REQUIREMENT :: Below are some entries. Copy each line in them that holds "flower".

RECORDS SUPPLIED ::
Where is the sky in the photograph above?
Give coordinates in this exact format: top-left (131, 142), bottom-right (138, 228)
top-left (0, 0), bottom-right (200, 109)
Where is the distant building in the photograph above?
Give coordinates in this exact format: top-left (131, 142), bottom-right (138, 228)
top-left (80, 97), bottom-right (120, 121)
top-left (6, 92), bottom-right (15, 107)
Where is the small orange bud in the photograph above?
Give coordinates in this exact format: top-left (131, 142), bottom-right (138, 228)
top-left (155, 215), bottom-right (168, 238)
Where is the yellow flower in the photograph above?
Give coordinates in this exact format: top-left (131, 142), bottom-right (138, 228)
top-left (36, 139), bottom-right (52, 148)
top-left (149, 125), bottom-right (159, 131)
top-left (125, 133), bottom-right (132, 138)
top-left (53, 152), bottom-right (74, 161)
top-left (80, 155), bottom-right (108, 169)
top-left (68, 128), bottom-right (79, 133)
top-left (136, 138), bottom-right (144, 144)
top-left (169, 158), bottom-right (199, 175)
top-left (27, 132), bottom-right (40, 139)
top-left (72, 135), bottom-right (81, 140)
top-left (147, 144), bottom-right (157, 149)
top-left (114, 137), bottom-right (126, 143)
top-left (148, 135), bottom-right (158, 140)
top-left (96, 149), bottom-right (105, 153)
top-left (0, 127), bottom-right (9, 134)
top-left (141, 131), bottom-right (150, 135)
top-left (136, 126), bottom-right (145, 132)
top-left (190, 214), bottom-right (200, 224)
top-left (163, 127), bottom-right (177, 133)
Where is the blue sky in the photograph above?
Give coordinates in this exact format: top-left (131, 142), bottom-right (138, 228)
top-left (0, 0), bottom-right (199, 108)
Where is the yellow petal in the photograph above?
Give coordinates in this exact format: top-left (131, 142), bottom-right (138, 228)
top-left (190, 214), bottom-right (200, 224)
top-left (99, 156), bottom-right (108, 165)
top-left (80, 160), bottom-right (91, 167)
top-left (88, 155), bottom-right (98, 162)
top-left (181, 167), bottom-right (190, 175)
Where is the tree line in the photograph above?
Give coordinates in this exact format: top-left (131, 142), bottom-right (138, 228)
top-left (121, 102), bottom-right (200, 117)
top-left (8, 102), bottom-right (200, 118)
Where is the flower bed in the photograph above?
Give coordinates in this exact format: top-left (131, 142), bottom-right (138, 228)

TASK OUTPUT ::
Where is the yellow flower in the photograph above?
Where is the flower bed in the photograph above?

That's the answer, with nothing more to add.